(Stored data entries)

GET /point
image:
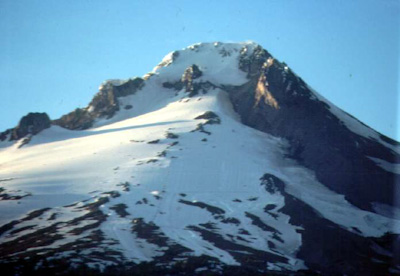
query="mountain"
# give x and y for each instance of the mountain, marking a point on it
(220, 161)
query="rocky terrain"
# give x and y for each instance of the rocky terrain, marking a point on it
(220, 161)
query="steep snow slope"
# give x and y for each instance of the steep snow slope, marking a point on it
(156, 182)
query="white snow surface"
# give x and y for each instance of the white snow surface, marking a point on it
(60, 167)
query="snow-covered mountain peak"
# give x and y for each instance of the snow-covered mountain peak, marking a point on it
(222, 160)
(218, 61)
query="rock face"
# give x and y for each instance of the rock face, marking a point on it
(103, 105)
(276, 101)
(32, 124)
(279, 197)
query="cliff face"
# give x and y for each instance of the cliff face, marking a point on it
(278, 102)
(222, 159)
(30, 124)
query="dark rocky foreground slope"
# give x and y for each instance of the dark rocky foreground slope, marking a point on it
(338, 149)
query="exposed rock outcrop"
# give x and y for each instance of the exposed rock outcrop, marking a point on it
(32, 124)
(103, 105)
(276, 101)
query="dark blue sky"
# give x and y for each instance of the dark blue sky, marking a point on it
(55, 54)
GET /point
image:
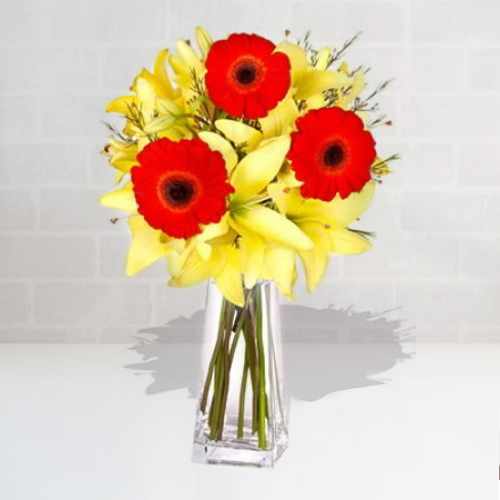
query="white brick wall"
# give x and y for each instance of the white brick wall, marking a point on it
(435, 260)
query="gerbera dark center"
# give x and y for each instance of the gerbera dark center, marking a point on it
(333, 156)
(246, 74)
(178, 192)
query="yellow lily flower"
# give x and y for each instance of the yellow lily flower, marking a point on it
(325, 223)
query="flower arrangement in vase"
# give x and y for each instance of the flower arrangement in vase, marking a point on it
(237, 162)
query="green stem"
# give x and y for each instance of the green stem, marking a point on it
(262, 439)
(241, 409)
(219, 377)
(210, 371)
(253, 361)
(226, 371)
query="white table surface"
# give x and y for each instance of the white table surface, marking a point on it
(90, 422)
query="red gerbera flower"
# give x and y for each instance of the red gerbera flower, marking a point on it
(245, 77)
(180, 185)
(331, 153)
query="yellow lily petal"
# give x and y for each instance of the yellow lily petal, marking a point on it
(120, 104)
(314, 82)
(315, 261)
(218, 143)
(322, 58)
(346, 242)
(280, 266)
(337, 213)
(195, 269)
(252, 248)
(160, 71)
(204, 40)
(147, 245)
(280, 120)
(258, 168)
(122, 199)
(272, 226)
(210, 232)
(297, 57)
(229, 280)
(239, 133)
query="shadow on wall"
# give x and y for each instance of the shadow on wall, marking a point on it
(325, 351)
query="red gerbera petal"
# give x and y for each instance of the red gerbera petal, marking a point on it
(245, 77)
(331, 153)
(180, 185)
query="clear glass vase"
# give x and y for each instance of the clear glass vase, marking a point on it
(241, 413)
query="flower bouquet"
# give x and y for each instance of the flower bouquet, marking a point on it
(236, 162)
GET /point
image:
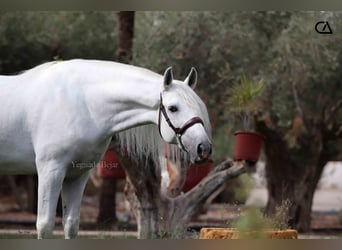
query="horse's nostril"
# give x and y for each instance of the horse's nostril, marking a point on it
(200, 149)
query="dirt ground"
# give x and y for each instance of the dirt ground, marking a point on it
(327, 222)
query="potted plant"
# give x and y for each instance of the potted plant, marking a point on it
(242, 102)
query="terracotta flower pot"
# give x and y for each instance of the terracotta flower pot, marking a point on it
(109, 166)
(233, 233)
(195, 174)
(247, 146)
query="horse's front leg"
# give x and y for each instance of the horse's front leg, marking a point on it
(72, 192)
(50, 179)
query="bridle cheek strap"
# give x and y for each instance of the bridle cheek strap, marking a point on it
(178, 131)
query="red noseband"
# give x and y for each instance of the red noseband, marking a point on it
(178, 131)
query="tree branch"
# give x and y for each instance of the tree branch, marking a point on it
(216, 178)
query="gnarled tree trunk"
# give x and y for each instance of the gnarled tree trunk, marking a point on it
(161, 216)
(293, 173)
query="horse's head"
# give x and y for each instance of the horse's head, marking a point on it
(183, 117)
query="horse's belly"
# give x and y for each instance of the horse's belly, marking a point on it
(17, 157)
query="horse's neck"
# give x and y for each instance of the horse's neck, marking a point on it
(126, 98)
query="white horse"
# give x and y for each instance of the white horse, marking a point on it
(59, 114)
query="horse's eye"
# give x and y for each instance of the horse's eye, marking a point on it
(173, 109)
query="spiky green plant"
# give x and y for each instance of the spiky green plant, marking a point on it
(242, 100)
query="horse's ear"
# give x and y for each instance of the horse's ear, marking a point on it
(191, 79)
(168, 77)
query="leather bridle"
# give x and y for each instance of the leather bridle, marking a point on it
(178, 131)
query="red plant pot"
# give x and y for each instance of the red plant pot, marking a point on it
(247, 146)
(110, 167)
(195, 174)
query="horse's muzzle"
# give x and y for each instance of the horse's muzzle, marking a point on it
(204, 151)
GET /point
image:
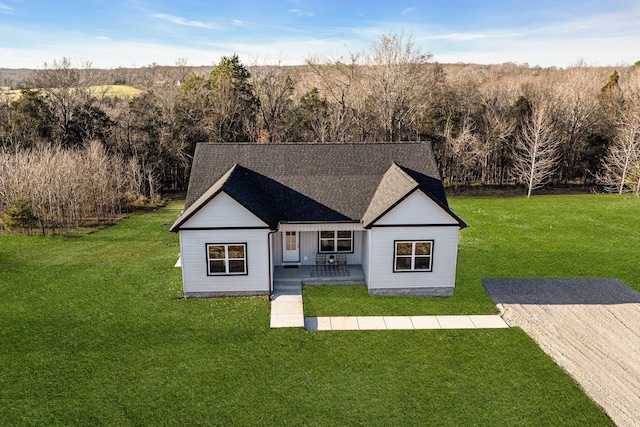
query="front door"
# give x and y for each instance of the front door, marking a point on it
(291, 246)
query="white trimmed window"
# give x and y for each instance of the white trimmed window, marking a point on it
(413, 256)
(335, 241)
(226, 258)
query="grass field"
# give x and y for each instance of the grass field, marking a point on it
(93, 331)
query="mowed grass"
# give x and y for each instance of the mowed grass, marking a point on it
(545, 236)
(93, 331)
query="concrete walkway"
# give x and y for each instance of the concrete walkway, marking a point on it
(287, 312)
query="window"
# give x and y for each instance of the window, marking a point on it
(413, 256)
(336, 241)
(226, 258)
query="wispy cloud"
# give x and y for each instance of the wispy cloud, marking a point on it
(186, 22)
(410, 11)
(474, 36)
(300, 12)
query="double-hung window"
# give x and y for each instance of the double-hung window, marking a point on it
(226, 258)
(336, 241)
(413, 255)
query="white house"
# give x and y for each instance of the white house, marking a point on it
(252, 209)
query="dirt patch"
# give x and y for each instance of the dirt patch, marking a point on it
(590, 327)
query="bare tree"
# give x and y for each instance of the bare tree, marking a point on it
(622, 164)
(273, 87)
(463, 146)
(338, 81)
(396, 84)
(537, 149)
(66, 88)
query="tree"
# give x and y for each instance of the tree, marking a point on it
(233, 104)
(622, 163)
(314, 111)
(65, 88)
(273, 87)
(536, 150)
(31, 120)
(338, 83)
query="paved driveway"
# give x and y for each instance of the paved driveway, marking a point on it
(590, 327)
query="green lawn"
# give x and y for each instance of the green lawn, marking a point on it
(545, 236)
(93, 331)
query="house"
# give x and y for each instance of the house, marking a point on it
(252, 209)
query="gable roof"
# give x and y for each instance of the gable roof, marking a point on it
(313, 182)
(396, 185)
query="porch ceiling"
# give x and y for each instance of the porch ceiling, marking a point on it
(346, 226)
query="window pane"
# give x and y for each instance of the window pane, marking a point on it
(236, 251)
(326, 246)
(216, 266)
(403, 248)
(344, 245)
(423, 263)
(403, 263)
(423, 248)
(290, 242)
(236, 266)
(216, 252)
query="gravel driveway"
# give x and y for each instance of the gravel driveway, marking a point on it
(590, 327)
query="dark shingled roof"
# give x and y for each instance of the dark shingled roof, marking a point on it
(334, 182)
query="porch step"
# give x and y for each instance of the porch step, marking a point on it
(286, 305)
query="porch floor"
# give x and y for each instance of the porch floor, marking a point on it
(351, 274)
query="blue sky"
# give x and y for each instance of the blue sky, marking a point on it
(136, 33)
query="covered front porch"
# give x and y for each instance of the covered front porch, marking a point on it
(351, 274)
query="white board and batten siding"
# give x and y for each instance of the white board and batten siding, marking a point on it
(416, 218)
(220, 221)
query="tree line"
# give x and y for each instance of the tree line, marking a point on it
(489, 125)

▶ **Brief**
Reproduce each entry exactly as given; no pictures, please.

▶ **Reply to the task**
GET /point
image:
query="mountain"
# give x and y for each instance of the mountain, marking a point on it
(220, 161)
query="rocky terrain"
# give x and y for each instance of the rocky terrain, marking a point on it
(220, 161)
query="steep snow slope"
# give x and y for each instance of the steep snow slope, marking a point on it
(156, 182)
query="white snow surface"
# give x and y for each instance of the white snow surface, marking a point on it
(60, 167)
query="snow-covered mountain peak"
# give x and y for each instance of the snow-covered mountain peak, marking a point on it
(222, 160)
(218, 61)
query="rock face"
# give x and y for each instance of the rock face, marking a point on it
(103, 105)
(276, 101)
(32, 124)
(279, 197)
query="cliff face"
# give x and y for each instance of the cliff face, marking a point on it
(278, 102)
(222, 159)
(30, 124)
query="dark rocky foreground slope"
# give x and y for each instance of the dark rocky foreground slope, marking a point on it
(338, 149)
query="exposed rock outcrop"
# give x and y for each instance of the exposed rock outcrop, marking a point on it
(32, 124)
(103, 105)
(276, 101)
query="dark blue sky"
# give x and y for each instance of the dark blue sky, marking a point on it
(55, 54)
GET /point
image:
query="white brick wall"
# give x and y for each instance of the white brick wall, marking a point on it
(435, 260)
query="gerbera dark center"
# give x and y for each instance of the gerbera dark center, marking a point on it
(333, 156)
(246, 74)
(178, 192)
query="yellow lily flower"
# give x and y for each instance of the yellow lily flower, marking a point on it
(325, 223)
query="flower arrangement in vase"
# give x and y for each instance of the flower arrangement in vase, marking a point on it
(237, 162)
query="green stem"
# give x and y for each instance of the green stem, marking a point on it
(262, 439)
(241, 409)
(219, 377)
(210, 371)
(253, 361)
(226, 371)
query="white table surface"
# give x and y for each instance of the white table surface, marking a point on it
(90, 422)
query="red gerbera flower"
# give x and y for each instance of the red gerbera flower, marking a point on it
(245, 77)
(180, 185)
(331, 153)
query="yellow lily petal"
# give x and y for each instance of the yellow lily petal, marking a point on it
(120, 104)
(314, 82)
(315, 261)
(218, 143)
(322, 58)
(346, 242)
(280, 266)
(337, 213)
(195, 269)
(252, 248)
(160, 71)
(204, 40)
(147, 245)
(280, 120)
(258, 168)
(122, 199)
(272, 226)
(210, 232)
(297, 57)
(229, 280)
(239, 133)
query="shadow on wall"
# give x and y for each instance of the shadow on wall, marking a point on it
(325, 351)
query="red gerbera petal"
# give x and y for each instance of the red gerbera petal, marking a point on it
(245, 77)
(331, 153)
(180, 185)
query="clear glass vase"
# give x and y for each instance of the clear glass vase, marking a point on it
(241, 413)
query="flower bouquet"
# give x and y for each instance of the flower bouquet, marking a point on it
(236, 162)
GET /point
image:
query="horse's nostril"
# give x and y for each instance of the horse's nostril, marking a point on it
(200, 149)
query="dirt ground"
# give x and y for each instance of the dirt ground, marking a point on it
(327, 222)
query="potted plant"
# give x and y for each instance of the potted plant, marking a point on it
(242, 102)
query="terracotta flower pot"
# give x and y for each instance of the terracotta flower pot, marking a point on it
(109, 166)
(233, 233)
(195, 174)
(247, 146)
query="horse's front leg"
# give x and y for each instance of the horse's front leg, marking a point on it
(72, 192)
(50, 179)
query="bridle cheek strap"
# give x and y for each instance of the bridle cheek strap, marking a point on it
(178, 131)
query="red noseband"
# give x and y for each instance of the red noseband, marking a point on it
(178, 131)
query="tree branch"
# give x and y for each instance of the tree branch, marking a point on it
(216, 178)
query="gnarled tree trunk"
# give x and y for each instance of the gnarled tree trunk, marking a point on it
(161, 216)
(293, 173)
query="horse's head"
# give x and y for each instance of the horse's head, marking a point on it
(183, 117)
query="horse's belly"
# give x and y for each instance of the horse's belly, marking a point on it
(17, 157)
query="horse's neck"
# give x and y for each instance of the horse's neck, marking a point on it
(126, 98)
query="white horse"
# give x and y for each instance of the white horse, marking a point on it
(59, 114)
query="horse's eye"
# give x and y for each instance of the horse's eye, marking a point on it
(173, 109)
query="spiky green plant"
# give x and y for each instance of the spiky green plant, marking a point on it
(242, 100)
query="horse's ear"
# give x and y for each instance of the horse's ear, marking a point on it
(191, 79)
(168, 77)
query="leather bridle"
# give x and y for each instance of the leather bridle, marking a point on it
(178, 131)
query="red plant pot"
# give x and y for each instance of the red plant pot, marking a point on it
(247, 146)
(110, 167)
(195, 174)
query="horse's muzzle"
# give x and y for each instance of the horse's muzzle, marking a point on it
(204, 151)
GET /point
image:
query="front door"
# give x and y for each instance of the front door, marking a point on it
(291, 246)
query="white trimmed window"
# give x and y for each instance of the white trimmed window, marking a point on it
(413, 256)
(335, 241)
(226, 258)
query="grass field"
# give x and y for each instance of the grass field, marking a point on it
(93, 331)
query="mowed grass"
# give x and y for each instance of the mowed grass, marking a point on it
(545, 236)
(93, 331)
query="concrete walkway"
# give x and y for each instance of the concrete walkway, marking a point on it
(287, 312)
query="window"
# give x and y for each instance of the window, marking a point on it
(413, 256)
(336, 241)
(226, 258)
query="wispy cloud"
# give x and y for each instance of the wispy cloud, marking a point on it
(186, 22)
(410, 11)
(474, 36)
(300, 12)
query="double-hung window"
# give x and y for each instance of the double-hung window, marking a point on it
(226, 258)
(336, 241)
(413, 255)
query="white house"
# give x and y for each instance of the white house, marking a point on it
(252, 209)
query="dirt patch"
# give x and y for each instance of the dirt patch, marking a point on it
(590, 327)
query="bare tree"
# give x and y for each instance of the bare tree, marking a point on it
(622, 164)
(273, 87)
(463, 146)
(338, 81)
(396, 84)
(537, 149)
(66, 88)
query="tree"
# give x and y for each instance of the tree, marking a point on it
(233, 104)
(622, 163)
(314, 111)
(65, 88)
(273, 87)
(536, 150)
(31, 120)
(338, 83)
query="paved driveway"
# give x and y for each instance of the paved driveway, marking a point on it
(590, 327)
query="green lawn"
# give x and y for each instance of the green lawn, marking a point on it
(545, 236)
(93, 331)
query="house"
# give x and y for each instance of the house, marking a point on it
(252, 209)
query="gable roof"
# give x and y for each instance of the gable roof, marking a point on it
(313, 182)
(396, 185)
query="porch ceiling"
# give x and y for each instance of the porch ceiling, marking a point on it
(346, 226)
query="window pane"
# give x and y for each instance of the window pane, marking a point on it
(236, 251)
(326, 246)
(216, 266)
(403, 248)
(344, 245)
(423, 263)
(403, 263)
(423, 248)
(290, 242)
(236, 266)
(216, 252)
query="gravel driveway"
# give x and y for each instance of the gravel driveway, marking a point on it
(590, 327)
query="dark shingled roof"
# give x and y for each instance of the dark shingled roof, marking a point on it
(334, 182)
query="porch step"
# give x and y for each instance of the porch step, marking a point on it
(286, 305)
query="porch floor"
# give x and y for each instance of the porch floor, marking a point on it
(351, 274)
query="blue sky"
# give x and y for each instance of the blue sky, marking a point on it
(136, 33)
query="covered front porch"
# give x and y for each instance of the covered front porch, marking a point on it
(351, 274)
query="white board and batten siding"
# give x and y for each instance of the white board and batten siding, marking a point on it
(416, 218)
(220, 221)
query="tree line"
# give x and y for each instance of the tree line, marking a point on it
(489, 125)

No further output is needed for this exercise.